──────── Data ────────

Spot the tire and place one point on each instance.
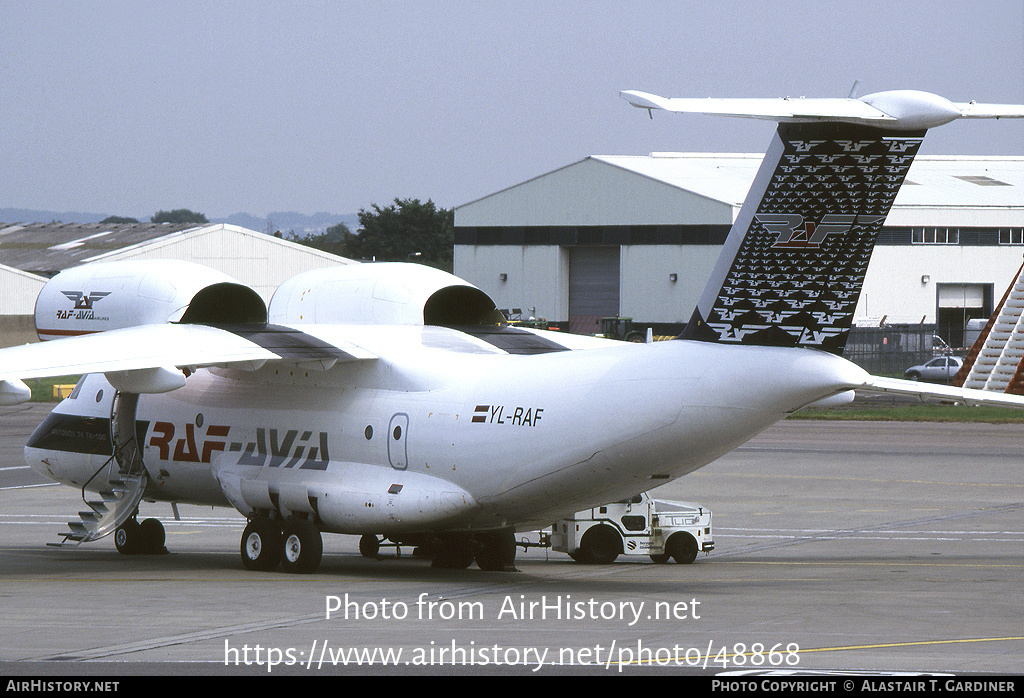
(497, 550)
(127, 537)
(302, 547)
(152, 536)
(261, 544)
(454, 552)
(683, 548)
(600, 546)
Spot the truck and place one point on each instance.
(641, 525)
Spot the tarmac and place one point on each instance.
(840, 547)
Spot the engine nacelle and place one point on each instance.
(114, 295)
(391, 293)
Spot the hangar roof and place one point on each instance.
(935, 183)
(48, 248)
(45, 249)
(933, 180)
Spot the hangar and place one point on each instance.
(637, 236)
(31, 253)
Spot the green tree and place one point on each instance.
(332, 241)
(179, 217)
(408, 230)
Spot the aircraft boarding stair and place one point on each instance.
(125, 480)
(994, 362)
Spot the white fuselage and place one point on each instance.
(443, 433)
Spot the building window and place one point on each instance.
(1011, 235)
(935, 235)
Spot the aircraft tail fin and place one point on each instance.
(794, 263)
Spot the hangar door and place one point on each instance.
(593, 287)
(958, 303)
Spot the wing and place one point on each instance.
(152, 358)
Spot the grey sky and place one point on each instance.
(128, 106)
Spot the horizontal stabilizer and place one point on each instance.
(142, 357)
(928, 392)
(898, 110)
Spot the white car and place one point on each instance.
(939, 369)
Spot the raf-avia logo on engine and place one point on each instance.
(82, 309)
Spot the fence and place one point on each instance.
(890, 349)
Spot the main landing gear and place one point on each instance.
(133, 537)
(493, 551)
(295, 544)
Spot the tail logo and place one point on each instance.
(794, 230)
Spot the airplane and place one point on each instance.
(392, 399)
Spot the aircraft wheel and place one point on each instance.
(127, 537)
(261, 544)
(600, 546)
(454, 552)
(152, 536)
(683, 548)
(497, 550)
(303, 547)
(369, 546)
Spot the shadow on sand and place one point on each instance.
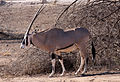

────────
──────── Data ────────

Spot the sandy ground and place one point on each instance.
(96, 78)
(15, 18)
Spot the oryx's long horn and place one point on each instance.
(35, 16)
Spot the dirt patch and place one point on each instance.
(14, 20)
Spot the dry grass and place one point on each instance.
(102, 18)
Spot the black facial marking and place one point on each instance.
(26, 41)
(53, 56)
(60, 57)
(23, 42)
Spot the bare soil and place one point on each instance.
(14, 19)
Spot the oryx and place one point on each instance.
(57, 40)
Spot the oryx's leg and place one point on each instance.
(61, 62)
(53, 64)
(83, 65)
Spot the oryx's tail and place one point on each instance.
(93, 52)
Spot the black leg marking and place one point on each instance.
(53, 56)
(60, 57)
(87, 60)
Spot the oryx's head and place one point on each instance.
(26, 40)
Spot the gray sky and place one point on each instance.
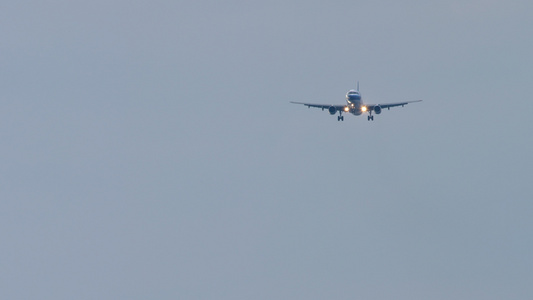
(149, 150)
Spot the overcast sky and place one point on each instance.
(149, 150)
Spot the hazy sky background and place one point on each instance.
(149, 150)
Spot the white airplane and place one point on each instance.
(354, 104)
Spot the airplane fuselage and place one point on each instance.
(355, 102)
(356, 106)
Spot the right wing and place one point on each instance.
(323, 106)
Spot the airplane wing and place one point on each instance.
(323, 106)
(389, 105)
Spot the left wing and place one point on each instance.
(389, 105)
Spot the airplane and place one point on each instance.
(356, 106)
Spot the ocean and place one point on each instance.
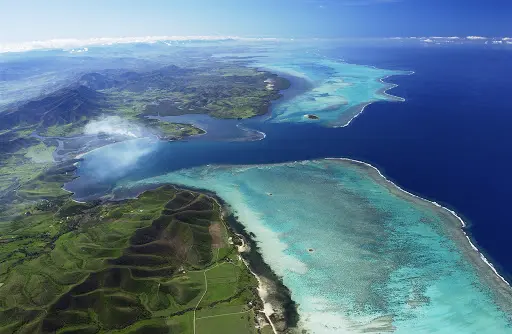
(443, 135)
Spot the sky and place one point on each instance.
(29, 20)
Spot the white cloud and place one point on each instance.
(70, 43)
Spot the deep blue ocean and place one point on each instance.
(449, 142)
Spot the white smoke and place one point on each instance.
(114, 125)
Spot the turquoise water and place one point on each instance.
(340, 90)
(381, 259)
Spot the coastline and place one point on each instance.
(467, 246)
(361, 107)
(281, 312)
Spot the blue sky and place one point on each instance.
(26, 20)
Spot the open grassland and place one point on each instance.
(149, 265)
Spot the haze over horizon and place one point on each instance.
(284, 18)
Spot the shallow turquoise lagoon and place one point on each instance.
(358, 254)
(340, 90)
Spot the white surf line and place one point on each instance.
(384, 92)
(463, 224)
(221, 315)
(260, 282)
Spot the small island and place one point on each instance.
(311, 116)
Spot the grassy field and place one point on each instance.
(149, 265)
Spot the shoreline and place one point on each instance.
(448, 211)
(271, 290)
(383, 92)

────────

● **Assignment**
The reply should consist solely of the lines above from the one that has "Spot the horizontal" through the one that has "Spot the shadow", reproduced exactly.

● **Answer area**
Spot the horizontal stabilizer and place one point on each instance.
(142, 357)
(928, 392)
(898, 110)
Spot the white car and place one point on each instance.
(939, 369)
Spot the raf-avia logo on engine and place one point on each instance.
(82, 309)
Spot the fence and place one point on each instance.
(890, 349)
Spot the main landing gear and place one point on each instance.
(133, 537)
(493, 551)
(295, 544)
Spot the tail logo and place one point on each instance.
(794, 230)
Spot the airplane and place one point on each instance.
(392, 399)
Spot the aircraft wheel and place one point on each instance.
(127, 537)
(261, 544)
(600, 546)
(454, 552)
(152, 536)
(683, 548)
(497, 550)
(303, 547)
(369, 546)
Spot the shadow on sand and place one point on each instance.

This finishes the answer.